Entries from a dataset:
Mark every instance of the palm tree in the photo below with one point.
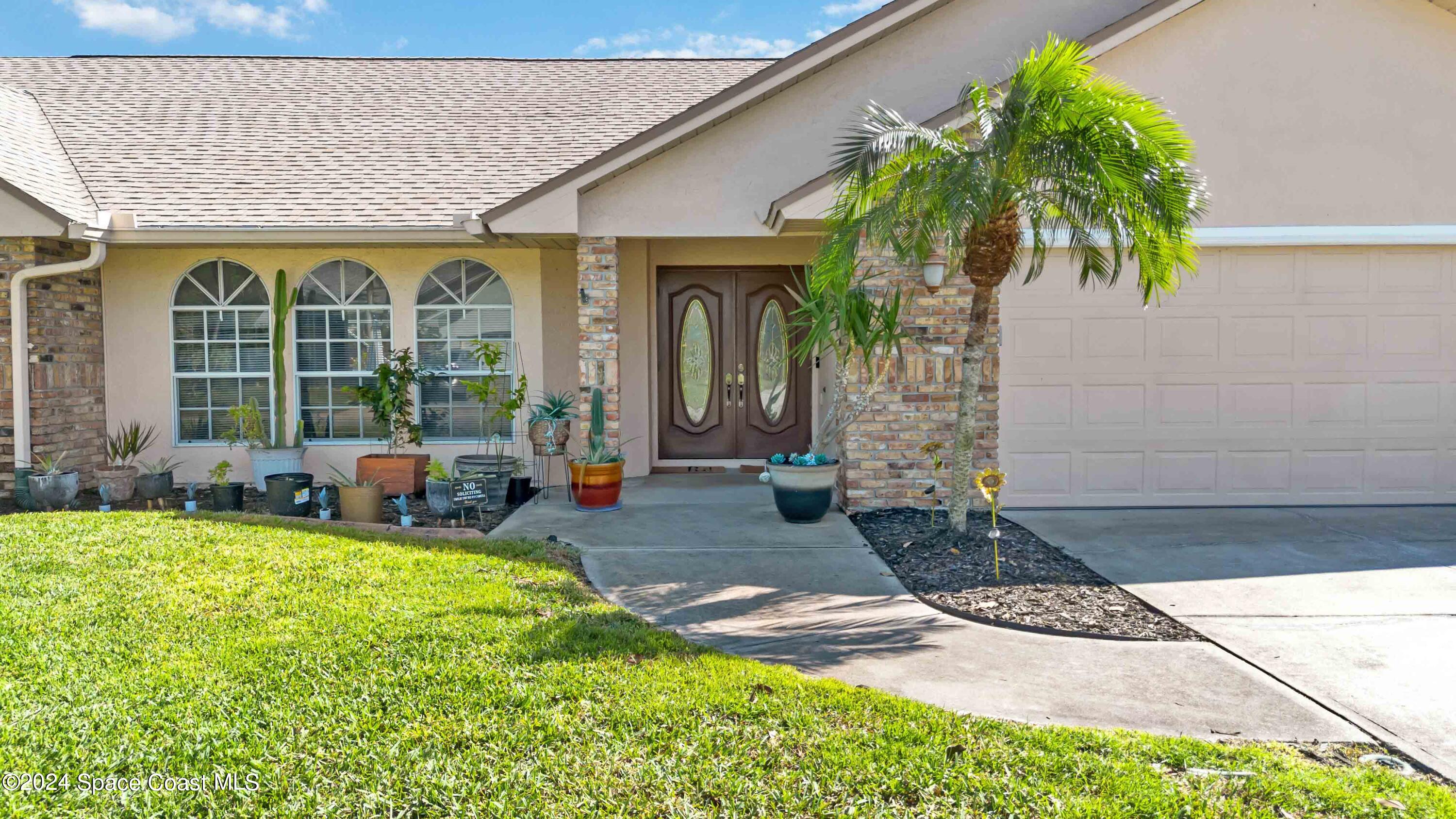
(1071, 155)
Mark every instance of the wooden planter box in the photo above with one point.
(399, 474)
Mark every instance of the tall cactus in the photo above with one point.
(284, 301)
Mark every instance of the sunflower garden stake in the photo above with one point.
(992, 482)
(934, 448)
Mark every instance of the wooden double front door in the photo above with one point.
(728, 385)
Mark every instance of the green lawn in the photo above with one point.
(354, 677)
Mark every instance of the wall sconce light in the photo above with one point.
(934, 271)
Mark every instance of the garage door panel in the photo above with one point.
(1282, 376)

SET TASK
Quote every line of the listing above word for word, leaving out the picture.

COMPLETED EXERCISE
Mark every instance of the palm tree in the photo below with one point.
(1071, 155)
Mark every instance of the wooden planter box in the photo above with one point.
(399, 474)
Mark every instance of the tall cactus in the photo above with one point.
(284, 301)
Mark every instance of the sunflower garden stake in the photo above with one point.
(992, 482)
(934, 448)
Mark every instance of the wooden double front door in the photo above with one point.
(728, 385)
Mark every instance of the green lawn in the photo above with one point.
(354, 677)
Mark every instance of the wall sconce light in the photo above with one point.
(934, 271)
Mark every instance of the garage door panel in the photo above with one point.
(1282, 376)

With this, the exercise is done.